*Problem to solve*. Which of the lines below contain the string "granite"? Pull each one out of the data.

^^^^^^^^^^^^^^^^

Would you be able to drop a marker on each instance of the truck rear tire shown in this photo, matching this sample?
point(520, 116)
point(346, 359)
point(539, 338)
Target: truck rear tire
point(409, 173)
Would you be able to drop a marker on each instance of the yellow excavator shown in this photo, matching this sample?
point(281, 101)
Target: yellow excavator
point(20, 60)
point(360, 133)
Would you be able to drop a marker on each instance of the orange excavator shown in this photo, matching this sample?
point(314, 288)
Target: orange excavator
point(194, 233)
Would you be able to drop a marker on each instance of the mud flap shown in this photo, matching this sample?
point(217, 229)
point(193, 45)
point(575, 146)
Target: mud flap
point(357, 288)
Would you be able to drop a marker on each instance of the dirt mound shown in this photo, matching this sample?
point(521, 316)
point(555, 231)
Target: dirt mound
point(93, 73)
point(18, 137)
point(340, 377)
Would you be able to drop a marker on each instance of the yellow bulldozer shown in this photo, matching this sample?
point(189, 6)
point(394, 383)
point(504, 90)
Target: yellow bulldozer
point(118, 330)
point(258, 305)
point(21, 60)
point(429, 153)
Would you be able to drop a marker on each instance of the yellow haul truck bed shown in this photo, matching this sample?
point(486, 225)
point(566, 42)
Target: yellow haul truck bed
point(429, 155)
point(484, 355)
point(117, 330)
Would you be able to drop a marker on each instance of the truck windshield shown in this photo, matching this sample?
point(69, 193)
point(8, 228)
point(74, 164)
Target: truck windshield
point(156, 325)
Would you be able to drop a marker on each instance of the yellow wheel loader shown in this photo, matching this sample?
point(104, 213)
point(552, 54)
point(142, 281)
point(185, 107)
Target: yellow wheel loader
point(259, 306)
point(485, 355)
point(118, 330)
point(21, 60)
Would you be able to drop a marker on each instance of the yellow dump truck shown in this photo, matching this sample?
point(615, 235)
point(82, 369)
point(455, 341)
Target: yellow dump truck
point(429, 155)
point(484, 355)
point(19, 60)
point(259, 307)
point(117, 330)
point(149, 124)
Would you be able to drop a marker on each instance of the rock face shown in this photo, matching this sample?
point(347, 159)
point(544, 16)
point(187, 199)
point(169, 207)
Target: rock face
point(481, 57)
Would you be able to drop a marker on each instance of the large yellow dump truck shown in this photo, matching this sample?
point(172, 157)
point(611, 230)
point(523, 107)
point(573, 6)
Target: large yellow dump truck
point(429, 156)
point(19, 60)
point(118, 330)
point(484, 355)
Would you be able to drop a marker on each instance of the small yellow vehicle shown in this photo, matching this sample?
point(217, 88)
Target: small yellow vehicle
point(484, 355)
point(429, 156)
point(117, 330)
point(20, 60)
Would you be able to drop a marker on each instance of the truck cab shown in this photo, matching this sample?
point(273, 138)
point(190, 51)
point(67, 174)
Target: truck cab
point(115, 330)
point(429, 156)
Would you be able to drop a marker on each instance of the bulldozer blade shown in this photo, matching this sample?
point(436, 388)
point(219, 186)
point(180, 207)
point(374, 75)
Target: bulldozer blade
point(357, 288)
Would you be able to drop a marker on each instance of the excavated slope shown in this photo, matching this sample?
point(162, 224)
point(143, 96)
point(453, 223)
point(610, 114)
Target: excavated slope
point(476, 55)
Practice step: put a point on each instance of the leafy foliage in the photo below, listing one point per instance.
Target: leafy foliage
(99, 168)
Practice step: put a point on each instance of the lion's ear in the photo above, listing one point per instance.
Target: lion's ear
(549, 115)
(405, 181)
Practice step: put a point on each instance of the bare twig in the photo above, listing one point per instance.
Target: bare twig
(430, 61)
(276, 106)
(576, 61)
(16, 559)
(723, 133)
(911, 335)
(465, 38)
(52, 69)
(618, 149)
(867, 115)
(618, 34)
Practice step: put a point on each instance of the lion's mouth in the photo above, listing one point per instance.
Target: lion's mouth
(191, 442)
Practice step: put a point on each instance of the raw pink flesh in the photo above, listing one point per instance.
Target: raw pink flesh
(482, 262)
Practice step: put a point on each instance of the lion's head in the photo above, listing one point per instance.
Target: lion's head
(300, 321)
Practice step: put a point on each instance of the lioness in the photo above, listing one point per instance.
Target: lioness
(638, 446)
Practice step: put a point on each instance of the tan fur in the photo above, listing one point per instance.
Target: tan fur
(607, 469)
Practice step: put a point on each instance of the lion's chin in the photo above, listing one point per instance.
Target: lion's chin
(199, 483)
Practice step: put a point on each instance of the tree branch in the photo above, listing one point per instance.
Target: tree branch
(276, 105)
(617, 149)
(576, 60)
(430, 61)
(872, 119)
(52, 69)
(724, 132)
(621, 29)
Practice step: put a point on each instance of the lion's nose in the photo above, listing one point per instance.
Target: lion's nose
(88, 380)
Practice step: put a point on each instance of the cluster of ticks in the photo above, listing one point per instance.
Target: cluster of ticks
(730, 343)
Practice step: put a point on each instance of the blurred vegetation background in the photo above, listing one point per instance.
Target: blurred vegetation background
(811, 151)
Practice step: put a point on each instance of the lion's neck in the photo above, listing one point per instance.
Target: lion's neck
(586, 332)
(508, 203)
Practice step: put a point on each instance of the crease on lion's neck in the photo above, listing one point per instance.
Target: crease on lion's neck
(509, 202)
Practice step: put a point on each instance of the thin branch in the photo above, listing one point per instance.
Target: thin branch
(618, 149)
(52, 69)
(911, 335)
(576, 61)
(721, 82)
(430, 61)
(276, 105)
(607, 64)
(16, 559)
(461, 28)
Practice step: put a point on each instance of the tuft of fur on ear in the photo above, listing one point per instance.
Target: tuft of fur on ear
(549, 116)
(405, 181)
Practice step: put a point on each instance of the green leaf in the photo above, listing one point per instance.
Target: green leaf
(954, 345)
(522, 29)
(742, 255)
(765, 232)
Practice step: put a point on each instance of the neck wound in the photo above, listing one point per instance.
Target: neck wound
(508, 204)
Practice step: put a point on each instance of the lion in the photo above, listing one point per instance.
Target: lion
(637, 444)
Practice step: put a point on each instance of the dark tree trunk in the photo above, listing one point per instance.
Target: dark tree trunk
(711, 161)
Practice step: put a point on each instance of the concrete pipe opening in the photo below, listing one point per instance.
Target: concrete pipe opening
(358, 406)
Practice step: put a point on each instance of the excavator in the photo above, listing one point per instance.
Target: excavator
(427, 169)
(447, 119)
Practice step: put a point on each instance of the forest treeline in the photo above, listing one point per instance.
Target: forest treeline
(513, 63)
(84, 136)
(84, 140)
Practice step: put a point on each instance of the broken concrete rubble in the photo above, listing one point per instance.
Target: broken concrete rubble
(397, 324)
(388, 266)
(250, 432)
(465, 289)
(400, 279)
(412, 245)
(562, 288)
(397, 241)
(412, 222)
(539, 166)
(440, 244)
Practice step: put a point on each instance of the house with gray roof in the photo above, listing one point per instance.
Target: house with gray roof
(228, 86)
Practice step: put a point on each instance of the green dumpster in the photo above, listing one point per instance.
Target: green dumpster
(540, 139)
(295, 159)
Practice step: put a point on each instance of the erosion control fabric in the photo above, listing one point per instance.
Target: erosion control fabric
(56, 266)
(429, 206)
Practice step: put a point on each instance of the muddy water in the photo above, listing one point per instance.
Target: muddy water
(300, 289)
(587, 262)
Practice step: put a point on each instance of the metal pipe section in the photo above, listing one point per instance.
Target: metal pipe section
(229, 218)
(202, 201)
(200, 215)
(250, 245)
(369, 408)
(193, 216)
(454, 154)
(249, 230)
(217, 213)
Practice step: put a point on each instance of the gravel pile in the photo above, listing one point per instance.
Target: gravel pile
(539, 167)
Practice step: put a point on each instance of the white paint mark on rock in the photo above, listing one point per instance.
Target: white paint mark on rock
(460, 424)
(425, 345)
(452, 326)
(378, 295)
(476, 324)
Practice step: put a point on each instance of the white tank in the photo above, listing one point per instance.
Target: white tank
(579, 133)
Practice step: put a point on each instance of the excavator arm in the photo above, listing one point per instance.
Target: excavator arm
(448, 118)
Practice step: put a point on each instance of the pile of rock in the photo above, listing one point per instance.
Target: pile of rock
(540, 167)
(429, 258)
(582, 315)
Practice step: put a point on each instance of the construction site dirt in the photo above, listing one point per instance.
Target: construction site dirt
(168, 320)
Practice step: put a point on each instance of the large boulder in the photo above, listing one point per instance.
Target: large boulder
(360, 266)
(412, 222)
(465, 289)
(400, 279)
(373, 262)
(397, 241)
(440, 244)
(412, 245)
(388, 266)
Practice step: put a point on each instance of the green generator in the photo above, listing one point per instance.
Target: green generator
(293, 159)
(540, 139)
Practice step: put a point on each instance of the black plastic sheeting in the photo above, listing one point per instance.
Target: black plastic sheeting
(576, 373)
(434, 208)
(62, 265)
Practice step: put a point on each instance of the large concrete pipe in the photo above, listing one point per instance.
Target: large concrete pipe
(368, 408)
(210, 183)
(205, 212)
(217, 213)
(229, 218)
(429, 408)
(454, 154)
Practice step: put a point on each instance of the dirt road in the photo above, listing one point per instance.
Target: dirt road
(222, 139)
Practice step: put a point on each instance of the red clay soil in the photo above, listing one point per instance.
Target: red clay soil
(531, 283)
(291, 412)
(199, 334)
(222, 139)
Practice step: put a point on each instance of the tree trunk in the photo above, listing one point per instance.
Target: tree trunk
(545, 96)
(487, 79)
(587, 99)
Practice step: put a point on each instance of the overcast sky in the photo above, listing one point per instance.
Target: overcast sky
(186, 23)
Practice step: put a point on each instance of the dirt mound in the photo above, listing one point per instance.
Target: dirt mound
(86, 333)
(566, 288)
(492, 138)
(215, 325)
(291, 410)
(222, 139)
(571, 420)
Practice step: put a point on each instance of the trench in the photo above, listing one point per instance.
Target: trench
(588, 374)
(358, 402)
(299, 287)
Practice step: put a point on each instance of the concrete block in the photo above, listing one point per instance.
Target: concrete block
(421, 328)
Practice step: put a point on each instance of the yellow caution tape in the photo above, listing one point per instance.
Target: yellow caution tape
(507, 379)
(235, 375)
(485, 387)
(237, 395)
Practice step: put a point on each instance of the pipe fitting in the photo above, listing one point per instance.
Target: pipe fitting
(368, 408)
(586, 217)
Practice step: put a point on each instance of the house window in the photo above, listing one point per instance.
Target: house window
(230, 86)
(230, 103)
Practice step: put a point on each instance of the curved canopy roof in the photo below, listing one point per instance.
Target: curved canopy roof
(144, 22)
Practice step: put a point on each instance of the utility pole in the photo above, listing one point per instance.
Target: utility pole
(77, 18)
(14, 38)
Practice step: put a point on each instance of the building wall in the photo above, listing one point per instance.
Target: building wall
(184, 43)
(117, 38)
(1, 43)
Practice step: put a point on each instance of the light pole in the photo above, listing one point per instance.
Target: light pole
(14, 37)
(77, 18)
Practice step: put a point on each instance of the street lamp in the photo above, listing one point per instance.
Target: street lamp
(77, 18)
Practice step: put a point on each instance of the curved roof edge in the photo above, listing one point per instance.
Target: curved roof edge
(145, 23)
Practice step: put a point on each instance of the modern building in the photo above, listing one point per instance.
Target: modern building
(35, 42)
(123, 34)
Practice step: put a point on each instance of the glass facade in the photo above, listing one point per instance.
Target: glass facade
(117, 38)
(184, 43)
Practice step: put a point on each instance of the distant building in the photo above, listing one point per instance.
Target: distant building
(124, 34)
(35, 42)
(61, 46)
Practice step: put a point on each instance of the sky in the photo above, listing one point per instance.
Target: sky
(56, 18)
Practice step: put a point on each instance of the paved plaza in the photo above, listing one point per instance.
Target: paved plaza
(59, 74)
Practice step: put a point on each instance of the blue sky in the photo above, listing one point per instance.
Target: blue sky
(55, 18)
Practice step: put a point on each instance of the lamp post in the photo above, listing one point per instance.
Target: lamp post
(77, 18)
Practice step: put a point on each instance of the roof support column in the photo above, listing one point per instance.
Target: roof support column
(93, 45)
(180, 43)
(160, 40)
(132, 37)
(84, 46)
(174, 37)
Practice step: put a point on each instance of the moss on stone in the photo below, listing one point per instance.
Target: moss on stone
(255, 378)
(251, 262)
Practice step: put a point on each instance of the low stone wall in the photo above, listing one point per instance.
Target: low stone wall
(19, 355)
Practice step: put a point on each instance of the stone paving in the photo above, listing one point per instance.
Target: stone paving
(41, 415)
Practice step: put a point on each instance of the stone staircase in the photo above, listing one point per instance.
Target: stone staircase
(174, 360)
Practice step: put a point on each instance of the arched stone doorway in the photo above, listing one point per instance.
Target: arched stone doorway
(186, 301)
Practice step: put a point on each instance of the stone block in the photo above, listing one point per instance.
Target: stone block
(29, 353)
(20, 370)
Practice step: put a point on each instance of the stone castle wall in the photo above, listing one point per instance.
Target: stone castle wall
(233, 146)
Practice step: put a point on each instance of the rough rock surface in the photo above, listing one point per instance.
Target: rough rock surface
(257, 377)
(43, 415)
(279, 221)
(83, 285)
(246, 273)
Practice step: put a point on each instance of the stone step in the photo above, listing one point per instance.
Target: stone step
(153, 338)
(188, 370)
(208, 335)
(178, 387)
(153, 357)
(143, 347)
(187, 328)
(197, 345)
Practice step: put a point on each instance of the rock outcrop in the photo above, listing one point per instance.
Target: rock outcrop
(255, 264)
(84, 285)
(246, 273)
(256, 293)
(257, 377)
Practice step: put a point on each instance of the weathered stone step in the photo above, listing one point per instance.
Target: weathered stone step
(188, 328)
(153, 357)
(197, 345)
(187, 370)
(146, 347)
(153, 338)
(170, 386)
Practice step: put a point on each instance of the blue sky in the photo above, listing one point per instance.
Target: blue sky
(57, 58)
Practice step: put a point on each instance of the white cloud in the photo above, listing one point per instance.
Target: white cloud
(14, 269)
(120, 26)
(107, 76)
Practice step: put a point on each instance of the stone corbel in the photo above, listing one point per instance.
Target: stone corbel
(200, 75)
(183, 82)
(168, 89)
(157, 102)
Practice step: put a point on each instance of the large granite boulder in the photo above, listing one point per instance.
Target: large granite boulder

^^^^^^^^^^^^^^^^

*Output below*.
Practice step: put a point on each instance of the large granite boulder in the photo above, listing one point per instance.
Target: large granite boulder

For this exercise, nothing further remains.